[TASK INSTRUCTIONS]: Return every line of the material below that contains the word "plant", copied in full.

## begin LISTING

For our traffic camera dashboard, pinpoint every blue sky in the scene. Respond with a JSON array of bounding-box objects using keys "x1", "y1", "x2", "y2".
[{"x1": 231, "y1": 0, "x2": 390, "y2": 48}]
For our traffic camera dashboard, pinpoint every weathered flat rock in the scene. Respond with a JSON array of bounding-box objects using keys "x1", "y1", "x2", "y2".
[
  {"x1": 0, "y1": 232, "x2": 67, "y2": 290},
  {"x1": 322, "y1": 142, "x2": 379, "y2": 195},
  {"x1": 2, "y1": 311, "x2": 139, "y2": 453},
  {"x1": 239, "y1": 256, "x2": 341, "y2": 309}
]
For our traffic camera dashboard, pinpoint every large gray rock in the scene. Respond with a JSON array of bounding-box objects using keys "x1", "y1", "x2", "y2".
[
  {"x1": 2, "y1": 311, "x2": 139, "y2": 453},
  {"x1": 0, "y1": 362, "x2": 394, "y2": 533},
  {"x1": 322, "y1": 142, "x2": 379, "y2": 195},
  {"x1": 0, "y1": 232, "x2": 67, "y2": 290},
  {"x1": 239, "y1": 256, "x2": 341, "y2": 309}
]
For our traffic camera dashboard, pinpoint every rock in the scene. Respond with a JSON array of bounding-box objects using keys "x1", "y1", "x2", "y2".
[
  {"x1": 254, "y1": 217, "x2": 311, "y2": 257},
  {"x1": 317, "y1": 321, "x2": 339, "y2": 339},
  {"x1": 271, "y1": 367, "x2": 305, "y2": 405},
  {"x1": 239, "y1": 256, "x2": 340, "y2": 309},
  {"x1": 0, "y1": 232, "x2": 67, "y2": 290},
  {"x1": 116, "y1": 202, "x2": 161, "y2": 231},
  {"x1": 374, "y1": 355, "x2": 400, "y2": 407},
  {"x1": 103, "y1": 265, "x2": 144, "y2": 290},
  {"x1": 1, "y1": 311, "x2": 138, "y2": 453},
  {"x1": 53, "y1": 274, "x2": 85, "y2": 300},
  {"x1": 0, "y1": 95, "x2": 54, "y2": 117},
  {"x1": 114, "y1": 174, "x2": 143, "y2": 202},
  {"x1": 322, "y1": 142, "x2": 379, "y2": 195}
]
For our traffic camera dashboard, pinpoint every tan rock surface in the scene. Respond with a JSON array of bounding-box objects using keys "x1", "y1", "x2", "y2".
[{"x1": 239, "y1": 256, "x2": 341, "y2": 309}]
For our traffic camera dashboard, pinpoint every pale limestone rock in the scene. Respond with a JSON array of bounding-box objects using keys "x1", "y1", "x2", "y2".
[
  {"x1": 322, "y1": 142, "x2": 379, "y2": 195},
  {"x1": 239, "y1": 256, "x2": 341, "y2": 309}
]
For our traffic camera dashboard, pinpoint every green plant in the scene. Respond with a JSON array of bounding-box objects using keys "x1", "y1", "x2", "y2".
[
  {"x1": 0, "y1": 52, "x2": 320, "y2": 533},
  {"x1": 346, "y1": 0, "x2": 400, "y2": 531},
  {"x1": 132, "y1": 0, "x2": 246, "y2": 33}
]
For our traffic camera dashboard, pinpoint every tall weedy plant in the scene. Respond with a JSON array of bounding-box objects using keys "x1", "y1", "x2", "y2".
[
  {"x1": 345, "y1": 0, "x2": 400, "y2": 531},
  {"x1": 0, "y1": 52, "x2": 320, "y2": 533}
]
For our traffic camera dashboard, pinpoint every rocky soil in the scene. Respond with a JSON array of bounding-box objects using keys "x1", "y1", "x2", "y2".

## end LISTING

[THE RESPONSE]:
For our traffic camera dashboard, pinpoint every green plant in the scene. Respond with a JSON array of bounding-box objects using keys "x1", "y1", "x2", "y2".
For our traffic camera dashboard, pinpoint every tall weedy plant in the scene. Respond with a JSON array of bounding-box objects using keys "x1", "y1", "x2", "y2".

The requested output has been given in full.